▶ _Excerpted passage_
Aggression in Dogs – Towards Family Members
Why might my dog behave aggressively toward me?
There are multiple reasons that a dog may exhibit aggression toward family members. The most common causes include conflict aggression, fear-based or defensive aggression, possessive aggression, food guarding aggression and redirected aggression. Fear-based, possessive and redirected aggressions are discussed in other handouts in this series. This handout will discuss aggression directed toward family members that has a social status motivation. In social status aggression the behavior is in response to the perceived relationship between the dog and the individual with whom he is interacting at the time. Social status aggression in dogs has been called dominance aggression, status related aggression and conflict aggression, but is likely related to conflict (competing motivations) or uncertainty about what is the appropriate way (from the owner's standpoint) to react in the situation.
What does "dominance hierarchy" mean?

▶ _Brief 1_
In the text on dog aggression toward family members, retype the section that starts with the words containing "There are multiple" and ends with "in the situation.".
▶ _Brief 2_
Translate this sentence from the text on dog aggression toward family members into Spanish: "Fear-based, possessive and redirected aggressions are discussed in other handouts in this series."

▶ _Information_
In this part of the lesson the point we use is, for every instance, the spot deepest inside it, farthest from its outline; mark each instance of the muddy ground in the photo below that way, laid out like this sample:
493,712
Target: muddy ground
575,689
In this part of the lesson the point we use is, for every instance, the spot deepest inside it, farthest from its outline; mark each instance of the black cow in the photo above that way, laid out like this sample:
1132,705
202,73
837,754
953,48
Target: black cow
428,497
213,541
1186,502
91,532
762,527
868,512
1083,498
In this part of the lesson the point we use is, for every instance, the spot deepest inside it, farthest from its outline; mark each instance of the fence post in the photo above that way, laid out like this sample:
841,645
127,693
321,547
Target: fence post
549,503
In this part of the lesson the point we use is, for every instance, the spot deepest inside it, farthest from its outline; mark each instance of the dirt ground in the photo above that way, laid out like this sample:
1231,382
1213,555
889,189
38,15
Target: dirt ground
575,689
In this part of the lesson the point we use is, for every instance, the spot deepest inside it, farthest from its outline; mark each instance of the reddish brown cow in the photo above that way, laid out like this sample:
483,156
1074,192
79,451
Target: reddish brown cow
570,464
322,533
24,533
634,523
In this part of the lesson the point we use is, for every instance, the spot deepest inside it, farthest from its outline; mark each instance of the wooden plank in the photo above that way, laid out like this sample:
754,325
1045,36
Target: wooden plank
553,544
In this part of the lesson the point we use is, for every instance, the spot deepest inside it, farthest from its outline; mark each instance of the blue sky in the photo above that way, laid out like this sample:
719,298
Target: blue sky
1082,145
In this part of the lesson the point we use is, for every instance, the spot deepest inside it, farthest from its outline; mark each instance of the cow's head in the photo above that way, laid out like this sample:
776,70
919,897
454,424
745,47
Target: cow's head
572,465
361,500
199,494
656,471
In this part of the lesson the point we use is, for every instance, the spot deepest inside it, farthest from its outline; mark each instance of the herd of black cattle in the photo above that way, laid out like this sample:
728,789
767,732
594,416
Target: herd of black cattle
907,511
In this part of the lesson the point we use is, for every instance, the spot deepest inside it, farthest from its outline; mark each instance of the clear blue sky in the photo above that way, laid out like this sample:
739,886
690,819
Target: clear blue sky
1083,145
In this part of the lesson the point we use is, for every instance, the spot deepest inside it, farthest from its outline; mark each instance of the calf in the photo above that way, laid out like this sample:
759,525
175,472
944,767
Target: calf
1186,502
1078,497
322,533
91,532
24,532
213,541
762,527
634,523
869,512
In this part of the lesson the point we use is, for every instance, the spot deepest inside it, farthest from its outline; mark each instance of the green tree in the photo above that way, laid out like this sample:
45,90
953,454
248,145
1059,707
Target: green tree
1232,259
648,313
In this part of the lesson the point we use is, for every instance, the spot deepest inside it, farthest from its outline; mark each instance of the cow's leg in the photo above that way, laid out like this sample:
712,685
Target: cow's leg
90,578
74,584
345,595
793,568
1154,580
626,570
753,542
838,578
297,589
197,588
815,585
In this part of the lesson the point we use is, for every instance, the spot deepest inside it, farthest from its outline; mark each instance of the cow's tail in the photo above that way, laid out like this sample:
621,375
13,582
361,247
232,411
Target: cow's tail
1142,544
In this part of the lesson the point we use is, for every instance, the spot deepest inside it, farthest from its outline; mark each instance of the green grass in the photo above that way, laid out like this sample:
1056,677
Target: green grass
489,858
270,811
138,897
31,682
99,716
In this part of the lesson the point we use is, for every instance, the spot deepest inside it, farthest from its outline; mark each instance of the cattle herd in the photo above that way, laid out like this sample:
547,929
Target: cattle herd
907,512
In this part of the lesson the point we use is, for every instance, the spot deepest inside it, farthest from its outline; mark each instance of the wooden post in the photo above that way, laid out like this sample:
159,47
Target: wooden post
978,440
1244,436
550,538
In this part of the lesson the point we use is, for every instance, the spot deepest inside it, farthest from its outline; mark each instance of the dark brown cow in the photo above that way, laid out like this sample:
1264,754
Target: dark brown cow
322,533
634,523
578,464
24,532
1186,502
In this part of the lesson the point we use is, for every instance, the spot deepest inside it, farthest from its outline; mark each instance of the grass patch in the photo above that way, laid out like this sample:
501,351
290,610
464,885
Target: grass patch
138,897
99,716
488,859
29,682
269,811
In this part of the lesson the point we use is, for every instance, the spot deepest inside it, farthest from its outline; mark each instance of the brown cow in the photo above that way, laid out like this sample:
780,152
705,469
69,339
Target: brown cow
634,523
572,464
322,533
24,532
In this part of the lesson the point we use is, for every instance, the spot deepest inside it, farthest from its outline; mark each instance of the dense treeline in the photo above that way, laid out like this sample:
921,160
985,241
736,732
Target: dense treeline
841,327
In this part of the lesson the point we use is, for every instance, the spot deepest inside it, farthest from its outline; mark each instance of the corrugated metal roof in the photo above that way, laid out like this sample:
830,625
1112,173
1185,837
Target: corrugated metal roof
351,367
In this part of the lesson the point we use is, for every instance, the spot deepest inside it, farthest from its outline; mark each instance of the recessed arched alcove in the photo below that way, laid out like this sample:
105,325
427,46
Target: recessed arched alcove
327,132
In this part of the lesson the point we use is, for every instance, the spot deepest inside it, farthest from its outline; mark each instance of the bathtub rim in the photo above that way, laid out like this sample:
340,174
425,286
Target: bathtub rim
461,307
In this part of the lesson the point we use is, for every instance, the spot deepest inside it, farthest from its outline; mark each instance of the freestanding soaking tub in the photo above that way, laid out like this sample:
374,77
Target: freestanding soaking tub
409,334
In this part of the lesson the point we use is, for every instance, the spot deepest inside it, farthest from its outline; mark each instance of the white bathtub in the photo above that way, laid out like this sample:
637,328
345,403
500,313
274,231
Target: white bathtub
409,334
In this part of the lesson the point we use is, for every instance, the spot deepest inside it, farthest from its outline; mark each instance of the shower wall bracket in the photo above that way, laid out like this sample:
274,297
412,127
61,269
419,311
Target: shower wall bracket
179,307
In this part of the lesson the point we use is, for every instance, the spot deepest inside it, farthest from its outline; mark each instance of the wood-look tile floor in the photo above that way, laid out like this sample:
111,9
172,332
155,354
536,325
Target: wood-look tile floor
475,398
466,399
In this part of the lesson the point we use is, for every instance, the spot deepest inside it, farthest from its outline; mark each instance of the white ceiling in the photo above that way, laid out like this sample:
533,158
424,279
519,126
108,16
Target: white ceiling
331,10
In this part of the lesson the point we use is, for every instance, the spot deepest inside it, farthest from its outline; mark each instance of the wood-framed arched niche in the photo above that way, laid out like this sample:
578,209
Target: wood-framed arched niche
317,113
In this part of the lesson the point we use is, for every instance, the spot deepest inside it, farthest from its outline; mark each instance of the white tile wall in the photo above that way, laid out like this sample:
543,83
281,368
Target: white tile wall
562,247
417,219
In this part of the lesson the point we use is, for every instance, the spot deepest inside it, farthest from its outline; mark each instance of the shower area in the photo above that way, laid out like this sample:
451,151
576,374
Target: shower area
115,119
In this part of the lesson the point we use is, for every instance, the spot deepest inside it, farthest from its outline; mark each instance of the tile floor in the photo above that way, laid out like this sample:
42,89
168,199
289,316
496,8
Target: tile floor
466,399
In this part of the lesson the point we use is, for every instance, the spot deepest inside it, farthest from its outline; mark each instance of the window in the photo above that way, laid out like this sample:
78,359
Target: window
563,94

▶ _Problem solution 1_
There are multiple reasons that a dog may exhibit aggression toward family members. The most common causes include conflict aggression, fear-based or defensive aggression, possessive aggression, food guarding aggression and redirected aggression. Fear-based, possessive and redirected aggressions are discussed in other handouts in this series. This handout will discuss aggression directed toward family members that has a social status motivation. In social status aggression the behavior is in response to the perceived relationship between the dog and the individual with whom he is interacting at the time. Social status aggression in dogs has been called dominance aggression, status related aggression and conflict aggression, but is likely related to conflict (competing motivations) or uncertainty about what is the appropriate way (from the owner's standpoint) to react in the situation.

▶ _Problem solution 2_
Las agresiones por miedo, posesivas y redirigidas se tratan en otros folletos de esta serie.